Provided passage:
· · ·

Ecuadorian immigrants

SIGNIFICANCE: According to the Pew Research Center, Ecuadorians constituted the tenth-largest Latino group in the United States (US) in 2017. About 40 percent of the 738,000 people of Ecuadorian descent living in the US resided in the New York City metropolitan area. About 42 percent of Ecuadorians who immigrated to the US were US citizens. In 2021, Ecuadorians remained the tenth-largest Latino group in the US, with approximately 830,000 people of Ecuadorian descent living in the country. Approximately 50 percent were US citizens.

Most Ecuadorians living in the US are economic migrants. During the 1960s and 1970s, small numbers of Ecuadorians began entering the US on tourist and work visas. Many of these early migrants intended to return to Ecuador after spending a year or two earning money. However, after the passage of the Immigration Reform and Control Act of 1986 conferred legal status on undocumented migrants, many of these immigrants decided to obtain US citizenship and remain.

After several decades of fairly slow immigration, Ecuadorian immigrants to the US jumped dramatically during the 1990s. A drop in Ecuadorian petroleum revenue combined with a 60 percent inflation rate to devalue the Ecuadorian currency, the sucre. This left many Ecuadorian families impoverished. To survive, many families sent young members—typically young men—to the US to earn US dollars. Many of these families made ends meet only because of the remittances sent by their relatives in the US. Moreover, the Ecuadorian financial crisis made it impossible for many young Ecuadorian men to obtain the prerequisites for manhood—land ownership, marriage, and the establishment of independent households—within their homeland. Migration to the US has provided young immigrants with both incomes and the status of acquiring North American styles of speech, fashion, and attitude.

· · ·

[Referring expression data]
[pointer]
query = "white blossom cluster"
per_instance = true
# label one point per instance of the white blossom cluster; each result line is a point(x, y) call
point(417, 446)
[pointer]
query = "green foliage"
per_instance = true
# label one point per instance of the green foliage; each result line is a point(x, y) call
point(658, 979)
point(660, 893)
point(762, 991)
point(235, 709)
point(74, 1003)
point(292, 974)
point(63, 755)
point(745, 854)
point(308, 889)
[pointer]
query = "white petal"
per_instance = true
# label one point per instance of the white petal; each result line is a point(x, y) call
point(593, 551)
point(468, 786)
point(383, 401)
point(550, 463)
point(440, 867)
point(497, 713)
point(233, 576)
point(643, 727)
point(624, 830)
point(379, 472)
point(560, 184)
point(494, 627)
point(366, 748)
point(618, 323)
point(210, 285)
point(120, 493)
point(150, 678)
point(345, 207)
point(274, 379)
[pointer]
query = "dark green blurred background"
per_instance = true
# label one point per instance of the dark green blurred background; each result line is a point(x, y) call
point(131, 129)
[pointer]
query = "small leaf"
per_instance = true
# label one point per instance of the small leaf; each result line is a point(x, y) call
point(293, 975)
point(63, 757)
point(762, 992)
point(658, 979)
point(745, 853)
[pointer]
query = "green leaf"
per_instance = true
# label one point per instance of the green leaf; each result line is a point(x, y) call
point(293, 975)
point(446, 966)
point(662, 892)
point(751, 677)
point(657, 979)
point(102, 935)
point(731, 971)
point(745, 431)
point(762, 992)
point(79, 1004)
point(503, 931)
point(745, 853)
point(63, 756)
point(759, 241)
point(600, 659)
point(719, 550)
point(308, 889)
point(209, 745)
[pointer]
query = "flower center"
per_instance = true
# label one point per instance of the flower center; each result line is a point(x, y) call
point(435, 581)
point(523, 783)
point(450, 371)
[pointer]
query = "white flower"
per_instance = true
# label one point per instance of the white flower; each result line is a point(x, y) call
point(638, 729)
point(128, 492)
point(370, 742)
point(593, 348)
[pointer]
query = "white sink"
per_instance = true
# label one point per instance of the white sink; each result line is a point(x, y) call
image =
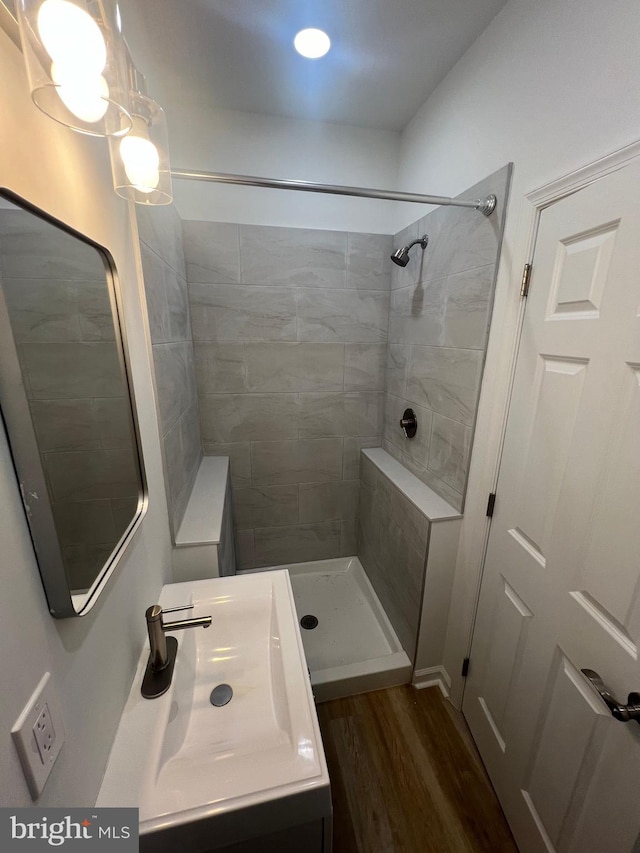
point(182, 761)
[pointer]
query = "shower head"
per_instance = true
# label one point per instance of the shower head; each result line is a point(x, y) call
point(401, 256)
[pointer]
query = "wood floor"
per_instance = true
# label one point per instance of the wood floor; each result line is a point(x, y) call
point(406, 778)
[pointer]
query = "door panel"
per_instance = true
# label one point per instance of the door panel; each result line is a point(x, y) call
point(561, 589)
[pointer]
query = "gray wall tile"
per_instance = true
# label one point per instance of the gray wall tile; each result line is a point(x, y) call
point(280, 462)
point(239, 313)
point(349, 538)
point(178, 307)
point(296, 257)
point(369, 261)
point(449, 452)
point(354, 316)
point(294, 367)
point(161, 229)
point(352, 413)
point(329, 501)
point(212, 251)
point(266, 506)
point(364, 367)
point(417, 314)
point(174, 377)
point(220, 367)
point(245, 549)
point(397, 368)
point(468, 302)
point(248, 417)
point(297, 544)
point(446, 380)
point(154, 288)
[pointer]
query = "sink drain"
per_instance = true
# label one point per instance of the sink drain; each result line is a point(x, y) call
point(221, 695)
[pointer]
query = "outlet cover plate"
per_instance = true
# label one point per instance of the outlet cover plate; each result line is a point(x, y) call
point(38, 734)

· · ·

Required tasks:
• A. List every percentage figure given in the text on Ecuadorian immigrants.
• B. Please copy the text on Ecuadorian immigrants word for word, between "Most Ecuadorians living" and "citizenship and remain.", inclusive.
None of this data is needed.

Answers by item number:
• A. 40 percent, 42 percent, 50 percent, 60 percent

• B.
Most Ecuadorians living in the US are economic migrants. During the 1960s and 1970s, small numbers of Ecuadorians began entering the US on tourist and work visas. Many of these early migrants intended to return to Ecuador after spending a year or two earning money. However, after the passage of the Immigration Reform and Control Act of 1986 conferred legal status on undocumented migrants, many of these immigrants decided to obtain US citizenship and remain.